Can you copy the listing below line for line, leaving out the pictures?

* start STORED ROWS *

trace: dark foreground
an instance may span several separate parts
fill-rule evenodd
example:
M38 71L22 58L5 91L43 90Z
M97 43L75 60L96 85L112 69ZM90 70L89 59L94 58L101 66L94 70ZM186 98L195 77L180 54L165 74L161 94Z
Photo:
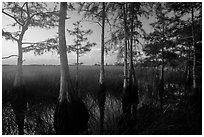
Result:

* end STORED ROWS *

### WORKED ANSWER
trace: dark foreground
an instance may span several separate parts
fill-rule evenodd
example:
M38 71L22 58L5 91L43 90Z
M97 43L75 60L96 85L112 69ZM90 70L89 59L94 58L101 66L94 70ZM186 98L195 77L180 54L165 74L161 94Z
Photo:
Result:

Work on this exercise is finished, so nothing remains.